EXTRACT PROVIDED.

Questions they might ask
Now for the more important questions, the ones they will be asking you. There are very general ones like your aspirations, reasons for choice of your course, how they tie up with your interests, how you're coping in school right now (or how have you coped with school in the past).You should also be expected to share your experiences in school with leadership activities, or team activities.

Some organizations like to pose scenario questions like 'talk about a time when you had disagreements with a teammate', 'tell us a situation where you had to overcome a huge challenge', 'tell us your most difficult time in life so far'. Otherwise, the open-ended tough questions like "What have you done in life so far that tells you that you'll be suitable for our organization?", "Can you tell us why you deserve this scholarship?"

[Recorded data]

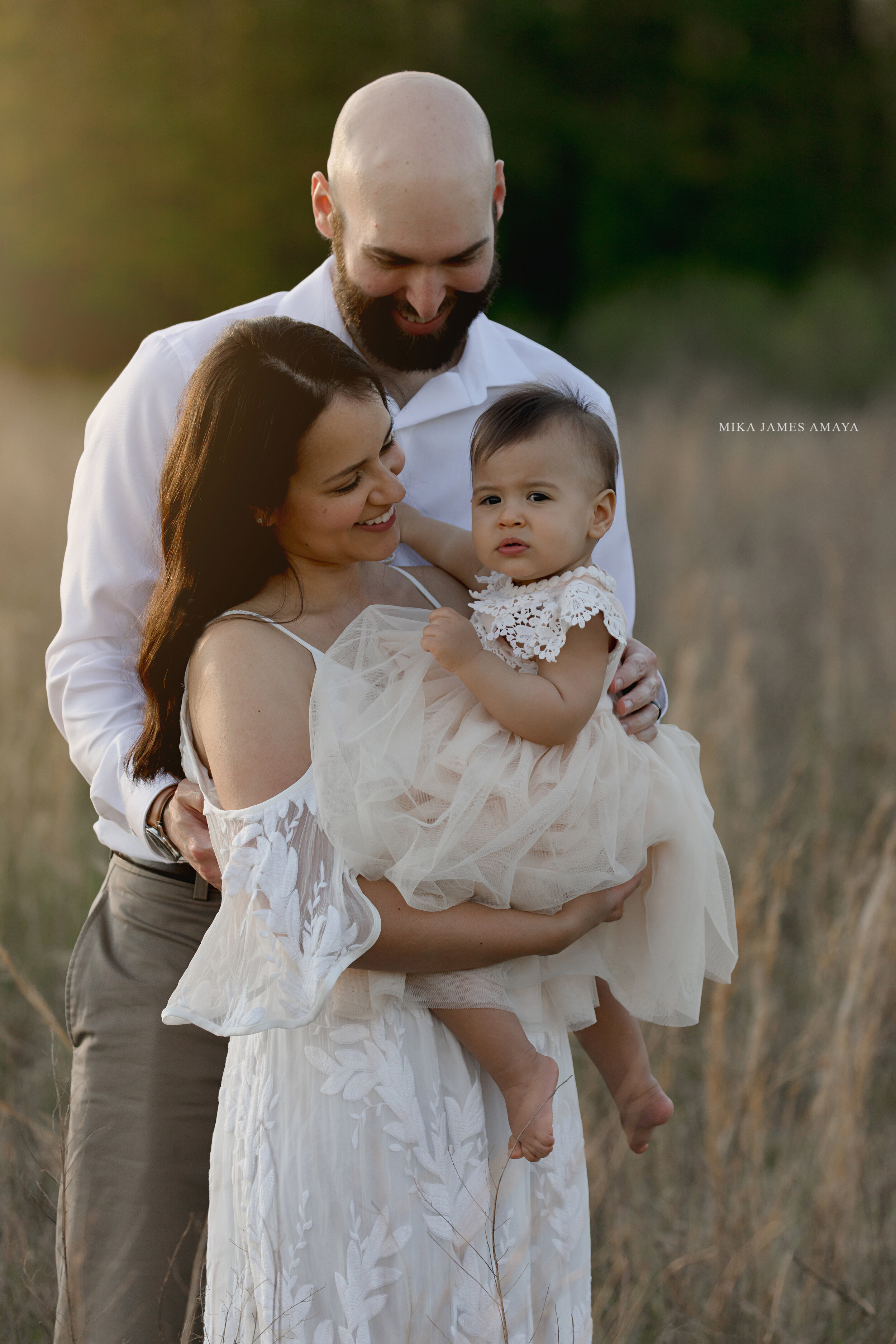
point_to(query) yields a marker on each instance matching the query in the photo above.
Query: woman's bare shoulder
(238, 648)
(443, 586)
(249, 695)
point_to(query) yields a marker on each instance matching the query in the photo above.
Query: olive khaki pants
(144, 1098)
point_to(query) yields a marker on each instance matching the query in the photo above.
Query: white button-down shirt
(113, 553)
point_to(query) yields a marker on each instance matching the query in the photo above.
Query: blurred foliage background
(730, 159)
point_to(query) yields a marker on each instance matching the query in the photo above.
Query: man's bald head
(411, 208)
(410, 131)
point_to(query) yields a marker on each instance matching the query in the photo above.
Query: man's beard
(379, 337)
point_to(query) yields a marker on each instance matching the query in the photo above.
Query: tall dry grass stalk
(766, 582)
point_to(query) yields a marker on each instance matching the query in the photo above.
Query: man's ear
(602, 513)
(323, 205)
(500, 189)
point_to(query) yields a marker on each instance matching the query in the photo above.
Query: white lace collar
(523, 623)
(496, 582)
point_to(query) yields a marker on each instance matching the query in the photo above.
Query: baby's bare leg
(617, 1048)
(527, 1080)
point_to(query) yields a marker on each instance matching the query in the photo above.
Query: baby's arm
(551, 707)
(440, 543)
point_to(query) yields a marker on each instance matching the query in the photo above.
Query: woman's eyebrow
(344, 472)
(358, 466)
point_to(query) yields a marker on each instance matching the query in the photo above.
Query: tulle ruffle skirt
(417, 783)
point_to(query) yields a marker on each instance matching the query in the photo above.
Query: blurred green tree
(155, 156)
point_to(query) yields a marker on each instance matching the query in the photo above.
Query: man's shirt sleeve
(111, 566)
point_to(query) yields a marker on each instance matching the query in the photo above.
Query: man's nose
(425, 294)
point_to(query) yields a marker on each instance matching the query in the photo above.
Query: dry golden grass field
(766, 1211)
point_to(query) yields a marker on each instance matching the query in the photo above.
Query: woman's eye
(344, 490)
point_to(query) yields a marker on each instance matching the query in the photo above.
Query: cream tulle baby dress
(417, 783)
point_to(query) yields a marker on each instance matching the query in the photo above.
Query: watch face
(162, 846)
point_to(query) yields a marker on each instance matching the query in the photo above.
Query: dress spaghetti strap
(417, 585)
(316, 654)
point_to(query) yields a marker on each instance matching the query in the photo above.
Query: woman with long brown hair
(352, 1194)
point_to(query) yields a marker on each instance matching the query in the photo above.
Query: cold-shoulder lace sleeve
(292, 920)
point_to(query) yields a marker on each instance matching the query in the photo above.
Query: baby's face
(537, 509)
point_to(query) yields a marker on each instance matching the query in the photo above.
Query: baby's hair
(522, 413)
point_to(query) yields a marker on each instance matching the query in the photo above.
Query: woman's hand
(585, 913)
(471, 936)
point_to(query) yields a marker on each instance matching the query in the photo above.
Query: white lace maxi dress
(358, 1147)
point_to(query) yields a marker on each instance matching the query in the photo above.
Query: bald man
(411, 205)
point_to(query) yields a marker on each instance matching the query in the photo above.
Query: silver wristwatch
(158, 840)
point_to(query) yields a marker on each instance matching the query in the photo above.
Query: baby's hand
(451, 639)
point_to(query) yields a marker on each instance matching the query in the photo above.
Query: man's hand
(636, 688)
(451, 639)
(187, 828)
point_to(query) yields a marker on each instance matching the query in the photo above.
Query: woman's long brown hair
(245, 410)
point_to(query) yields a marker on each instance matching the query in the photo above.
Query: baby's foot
(643, 1112)
(531, 1111)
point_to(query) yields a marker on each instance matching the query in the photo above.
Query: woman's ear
(602, 513)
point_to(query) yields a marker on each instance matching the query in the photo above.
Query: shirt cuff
(139, 799)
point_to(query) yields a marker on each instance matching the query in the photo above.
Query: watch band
(156, 838)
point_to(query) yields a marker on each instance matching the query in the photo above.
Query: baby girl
(480, 760)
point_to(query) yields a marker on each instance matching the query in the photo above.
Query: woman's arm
(440, 543)
(551, 707)
(473, 936)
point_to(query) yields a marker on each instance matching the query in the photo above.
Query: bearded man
(411, 205)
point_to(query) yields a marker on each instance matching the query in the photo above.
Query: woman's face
(340, 503)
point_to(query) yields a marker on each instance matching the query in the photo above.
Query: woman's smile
(382, 523)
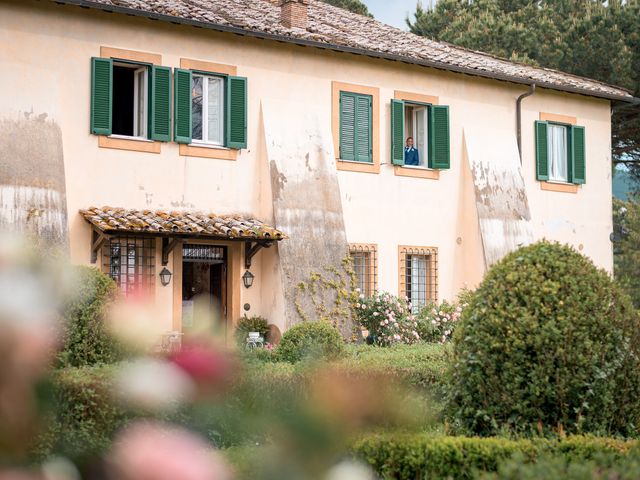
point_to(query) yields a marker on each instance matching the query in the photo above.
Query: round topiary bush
(310, 339)
(548, 343)
(85, 337)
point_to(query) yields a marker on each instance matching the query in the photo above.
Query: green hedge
(421, 365)
(423, 456)
(86, 416)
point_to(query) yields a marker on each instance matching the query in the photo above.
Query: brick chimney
(294, 13)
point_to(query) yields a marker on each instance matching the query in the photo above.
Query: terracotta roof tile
(113, 220)
(333, 26)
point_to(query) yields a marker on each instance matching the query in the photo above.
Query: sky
(393, 12)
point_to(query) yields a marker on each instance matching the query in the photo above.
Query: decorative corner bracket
(168, 244)
(97, 240)
(251, 248)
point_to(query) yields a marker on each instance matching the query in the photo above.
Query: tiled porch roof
(179, 223)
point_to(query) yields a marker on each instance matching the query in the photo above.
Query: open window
(130, 99)
(419, 135)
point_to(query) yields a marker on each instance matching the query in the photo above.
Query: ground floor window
(418, 267)
(365, 266)
(130, 261)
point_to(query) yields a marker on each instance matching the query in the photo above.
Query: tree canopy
(591, 38)
(355, 6)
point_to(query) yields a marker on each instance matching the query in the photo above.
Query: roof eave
(344, 49)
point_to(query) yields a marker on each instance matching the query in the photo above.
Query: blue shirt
(411, 156)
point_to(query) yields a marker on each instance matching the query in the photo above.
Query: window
(418, 275)
(130, 261)
(130, 99)
(560, 152)
(557, 148)
(356, 127)
(210, 109)
(207, 110)
(365, 267)
(427, 128)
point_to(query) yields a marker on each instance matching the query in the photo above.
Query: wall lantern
(247, 279)
(165, 276)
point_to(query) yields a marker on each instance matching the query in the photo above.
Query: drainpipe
(532, 89)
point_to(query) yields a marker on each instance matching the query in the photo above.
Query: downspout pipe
(532, 89)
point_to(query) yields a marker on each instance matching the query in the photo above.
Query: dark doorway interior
(204, 288)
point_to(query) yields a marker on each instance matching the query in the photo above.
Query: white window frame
(140, 119)
(551, 154)
(424, 109)
(205, 111)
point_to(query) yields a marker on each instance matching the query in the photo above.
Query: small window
(130, 100)
(210, 109)
(207, 110)
(356, 127)
(365, 266)
(558, 149)
(130, 261)
(419, 275)
(560, 152)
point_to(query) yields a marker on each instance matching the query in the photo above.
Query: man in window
(411, 155)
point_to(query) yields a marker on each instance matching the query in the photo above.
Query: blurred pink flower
(148, 451)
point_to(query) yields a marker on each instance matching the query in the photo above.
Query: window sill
(353, 166)
(202, 150)
(133, 144)
(416, 172)
(552, 186)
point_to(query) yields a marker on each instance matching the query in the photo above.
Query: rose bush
(388, 319)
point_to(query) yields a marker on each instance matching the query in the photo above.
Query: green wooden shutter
(101, 95)
(182, 106)
(236, 114)
(347, 126)
(542, 151)
(578, 157)
(439, 139)
(160, 103)
(363, 129)
(397, 132)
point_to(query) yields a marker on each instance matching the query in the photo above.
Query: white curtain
(215, 114)
(557, 137)
(418, 282)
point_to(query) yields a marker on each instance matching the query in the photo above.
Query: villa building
(191, 147)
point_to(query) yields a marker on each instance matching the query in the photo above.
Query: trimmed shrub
(250, 324)
(548, 344)
(85, 339)
(388, 319)
(310, 339)
(406, 456)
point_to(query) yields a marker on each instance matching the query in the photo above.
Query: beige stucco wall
(45, 60)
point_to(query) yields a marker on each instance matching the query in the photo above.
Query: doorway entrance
(204, 288)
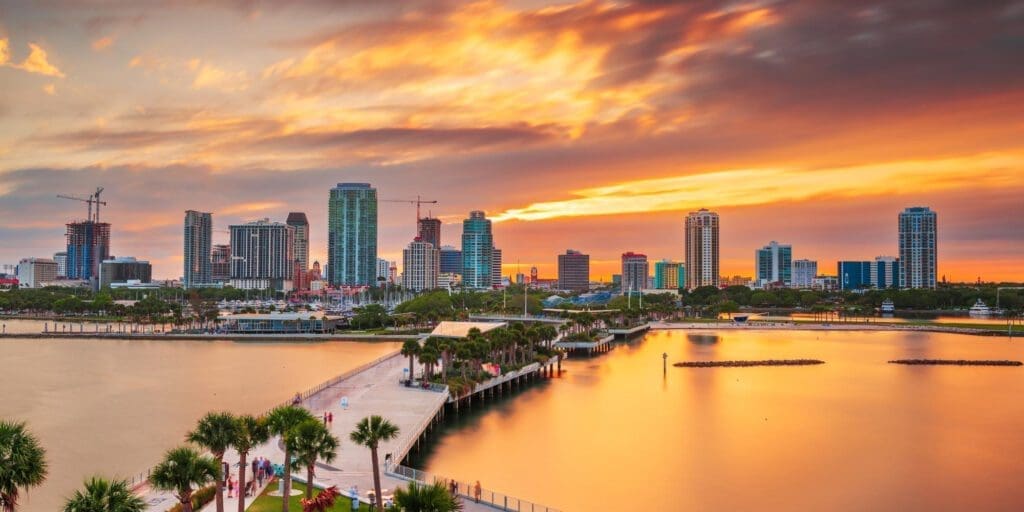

PROBLEMS.
- A) In the text on scholarship interview questions, why are the questions in this section called the more important ones? Answer in one to three sentences.
- B) Repeat the part of the text on scholarship interview questions starting with "Questions they might" and going on through "or team activities.".
- C) Pick up the text on scholarship interview questions after its last sentence and keep writing.

ANSWERS.
- A) They are called the more important questions because they are the ones the interviewers will be asking you.

- B)
Questions they might ask
Now for the more important questions, the ones they will be asking you. There are very general ones like your aspirations, reasons for choice of your course, how they tie up with your interests, how you're coping in school right now (or how have you coped with school in the past).You should also be expected to share your experiences in school with leadership activities, or team activities.

- C)
Prepare to explain your present commitments as well: "What are you doing now?", "How do you spend your vacations?", "What interest do you have besides your studies (and work)?" Knowing some current affairs would help especially when they are related to the organization that is offering the scholarship: "What do you think is a challenge facing our industry/organization?" "Do you think there's anything about our organization that we should change or need to change?", "What potential markets have we overlooked in the course of our expansion?"

Advice

Which way?

Other Tips & Advice
Try to remember your responses to their questions and also their answers to your questions because it'll serve you well to remain consistent throughout your rounds of interviews; you'll realise that some questions comes to you over and over again posed by different interviewers because they never heard your reply to these questions, so it's also important to maintain that consistency.

Remembering their responses to your questions shows that you're paying attention and not contemplating what to ask next or how to respond while they are answering your question or explaining stuff to you. If possible, jot down their responses to your question somewhere right after your interview (perhaps type a note in your handphone or something)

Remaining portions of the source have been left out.